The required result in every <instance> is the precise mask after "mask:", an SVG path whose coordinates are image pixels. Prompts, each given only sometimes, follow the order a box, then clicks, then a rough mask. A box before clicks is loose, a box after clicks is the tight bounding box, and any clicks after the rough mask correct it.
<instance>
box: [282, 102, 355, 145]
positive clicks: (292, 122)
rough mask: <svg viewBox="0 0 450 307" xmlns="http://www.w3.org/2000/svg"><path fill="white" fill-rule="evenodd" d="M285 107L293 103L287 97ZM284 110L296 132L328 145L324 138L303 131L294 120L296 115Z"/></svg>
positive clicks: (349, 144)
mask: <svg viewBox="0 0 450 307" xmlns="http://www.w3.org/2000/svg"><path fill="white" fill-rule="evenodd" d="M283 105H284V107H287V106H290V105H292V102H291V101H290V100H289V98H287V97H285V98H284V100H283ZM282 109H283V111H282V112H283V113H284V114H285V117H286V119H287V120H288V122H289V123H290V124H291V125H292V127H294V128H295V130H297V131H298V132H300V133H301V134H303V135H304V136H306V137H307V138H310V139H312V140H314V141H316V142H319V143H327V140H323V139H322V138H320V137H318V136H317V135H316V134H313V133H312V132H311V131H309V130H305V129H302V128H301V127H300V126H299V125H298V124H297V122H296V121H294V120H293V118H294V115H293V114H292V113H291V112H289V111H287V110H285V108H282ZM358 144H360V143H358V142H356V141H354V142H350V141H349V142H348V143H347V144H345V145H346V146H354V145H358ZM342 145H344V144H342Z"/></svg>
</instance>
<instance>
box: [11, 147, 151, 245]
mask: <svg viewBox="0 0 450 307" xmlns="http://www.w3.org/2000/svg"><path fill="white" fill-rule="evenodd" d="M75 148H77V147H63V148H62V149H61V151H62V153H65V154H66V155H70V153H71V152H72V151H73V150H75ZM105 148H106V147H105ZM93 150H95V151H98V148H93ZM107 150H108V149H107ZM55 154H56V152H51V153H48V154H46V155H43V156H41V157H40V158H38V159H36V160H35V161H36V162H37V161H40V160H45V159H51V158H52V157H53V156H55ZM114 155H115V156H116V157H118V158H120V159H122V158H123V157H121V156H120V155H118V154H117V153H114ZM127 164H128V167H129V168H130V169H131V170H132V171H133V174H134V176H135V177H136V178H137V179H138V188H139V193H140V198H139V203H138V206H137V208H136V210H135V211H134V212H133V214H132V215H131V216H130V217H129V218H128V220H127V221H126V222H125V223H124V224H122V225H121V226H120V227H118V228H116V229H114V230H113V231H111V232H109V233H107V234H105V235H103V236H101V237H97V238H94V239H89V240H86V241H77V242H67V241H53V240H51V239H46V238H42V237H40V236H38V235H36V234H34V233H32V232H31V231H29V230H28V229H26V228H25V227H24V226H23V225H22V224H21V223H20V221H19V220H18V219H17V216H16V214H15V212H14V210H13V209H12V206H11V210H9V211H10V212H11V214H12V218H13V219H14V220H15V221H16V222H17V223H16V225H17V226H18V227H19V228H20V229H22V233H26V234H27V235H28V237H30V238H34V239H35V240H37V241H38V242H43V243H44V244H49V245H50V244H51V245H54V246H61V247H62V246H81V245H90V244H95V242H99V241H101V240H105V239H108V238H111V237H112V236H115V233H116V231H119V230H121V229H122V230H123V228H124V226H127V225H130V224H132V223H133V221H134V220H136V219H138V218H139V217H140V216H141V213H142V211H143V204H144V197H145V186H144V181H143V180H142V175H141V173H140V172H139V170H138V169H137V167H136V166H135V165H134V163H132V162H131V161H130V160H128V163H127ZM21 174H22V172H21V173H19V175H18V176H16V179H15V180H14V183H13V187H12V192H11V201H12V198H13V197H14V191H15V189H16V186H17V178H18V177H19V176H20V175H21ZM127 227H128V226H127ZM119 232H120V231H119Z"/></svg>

▶ [Task goal]: Set down the lines of the records exactly, from the first one through the line containing "rough mask: <svg", and add nothing else.

▶ [Solution to the problem]:
The required result in every <instance> is the precise mask after "mask:", an SVG path whose coordinates are image pixels. Prompts, each given only sometimes, follow the order a box, then clicks, then a rough mask. A box before clicks is loose, a box after clicks is the tight bounding box, and any clicks after the rough mask correct it.
<instance>
box: [282, 102, 355, 145]
positive clicks: (292, 122)
rough mask: <svg viewBox="0 0 450 307" xmlns="http://www.w3.org/2000/svg"><path fill="white" fill-rule="evenodd" d="M285 107L293 103L287 97ZM284 110L296 132L328 145L324 138L303 131L294 120L296 115Z"/></svg>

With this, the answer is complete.